TEKST.

***

Laveren tussen erfgoed en informatie: de archiefwereld als januskop

Op 10 en 11 juni vinden in Amsterdam de KVAN-dagen plaats. Het congres van de Koninklijke Vereniging van Archivarissen in Nederland heeft dit jaar als thema ‘kiezen’, omdat steeds meer instellingen zich bezinnen op hun functie en identiteit. Hoe ziet het huidige en toekomstige archieflandschap eruit en valt er ook echt wat te kiezen? InformatieProfessional vroeg het aan Geert-Jan van Bussel, bijzonder lector Digital Archiving & Compliance en een van de sprekers op het komende congres.

Door: Ronald de Nijs

De archiefsector moet zich positioneren tussen erfgoed en informatie?

‘Het archiefvak is altijd al een januskop geweest. De archivaris heeft de wettelijke verplichting om de eeuwig te bewaren archieven te verzorgen en te beheren. Maar hij heeft ook als wettelijke taak erop toe te zien dat degenen die de archieven vormen dat zodanig doen dat dat eeuwig bewaren straks überhaupt mogelijk wordt.’ ‘Dit betekent dat je van de ene kant kijkt naar archieven uit het verleden en aan de andere kant kijkt naar archieven die gevormd worden. Je moet dus iets weten van de archieven uit het verleden en de manier waarop je die behoudt, maar je moet ook weten hoe de toekomstige archieven worden gevormd, want dat bepaalt uiteindelijk hoe je beheer en toegankelijkheid moet gaan bepalen.’

‘Deze twee aspecten van het vak hebben geleid tot het ontstaan van twee beroepsgroepen: de div’ers en de recordsmanagers die in archiefvormende organisaties werken, en de archivarissen die de cultuurhistorische kant in de gaten hielden. Maar allebei houden ze zich met hetzelfde vak bezig.’

Het vak gaat zich meer positioneren in de informatieprocessen van organisaties. Is dat een wezenlijke verandering van het vak, of is die ingegeven door een zeker pragmatisme?

***

OPDRACHT.
Kopieer het volledige interview over de archiefsector woord voor woord. Gebruik uitsluitend het interview als bron.

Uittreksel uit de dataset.
***

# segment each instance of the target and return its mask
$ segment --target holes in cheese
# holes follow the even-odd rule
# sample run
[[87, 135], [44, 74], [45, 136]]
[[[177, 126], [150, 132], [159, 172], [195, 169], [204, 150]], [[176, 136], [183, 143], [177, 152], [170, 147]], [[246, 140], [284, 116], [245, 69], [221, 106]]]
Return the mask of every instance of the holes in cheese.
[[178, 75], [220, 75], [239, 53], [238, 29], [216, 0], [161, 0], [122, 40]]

***

ANTWOORD.
Laveren tussen erfgoed en informatie: de archiefwereld als januskop

Op 10 en 11 juni vinden in Amsterdam de KVAN-dagen plaats. Het congres van de Koninklijke Vereniging van Archivarissen in Nederland heeft dit jaar als thema ‘kiezen’, omdat steeds meer instellingen zich bezinnen op hun functie en identiteit. Hoe ziet het huidige en toekomstige archieflandschap eruit en valt er ook echt wat te kiezen? InformatieProfessional vroeg het aan Geert-Jan van Bussel, bijzonder lector Digital Archiving & Compliance en een van de sprekers op het komende congres.

Door: Ronald de Nijs

De archiefsector moet zich positioneren tussen erfgoed en informatie?

‘Het archiefvak is altijd al een januskop geweest. De archivaris heeft de wettelijke verplichting om de eeuwig te bewaren archieven te verzorgen en te beheren. Maar hij heeft ook als wettelijke taak erop toe te zien dat degenen die de archieven vormen dat zodanig doen dat dat eeuwig bewaren straks überhaupt mogelijk wordt.’ ‘Dit betekent dat je van de ene kant kijkt naar archieven uit het verleden en aan de andere kant kijkt naar archieven die gevormd worden. Je moet dus iets weten van de archieven uit het verleden en de manier waarop je die behoudt, maar je moet ook weten hoe de toekomstige archieven worden gevormd, want dat bepaalt uiteindelijk hoe je beheer en toegankelijkheid moet gaan bepalen.’

‘Deze twee aspecten van het vak hebben geleid tot het ontstaan van twee beroepsgroepen: de div’ers en de recordsmanagers die in archiefvormende organisaties werken, en de archivarissen die de cultuurhistorische kant in de gaten hielden. Maar allebei houden ze zich met hetzelfde vak bezig.’

Het vak gaat zich meer positioneren in de informatieprocessen van organisaties. Is dat een wezenlijke verandering van het vak, of is die ingegeven door een zeker pragmatisme?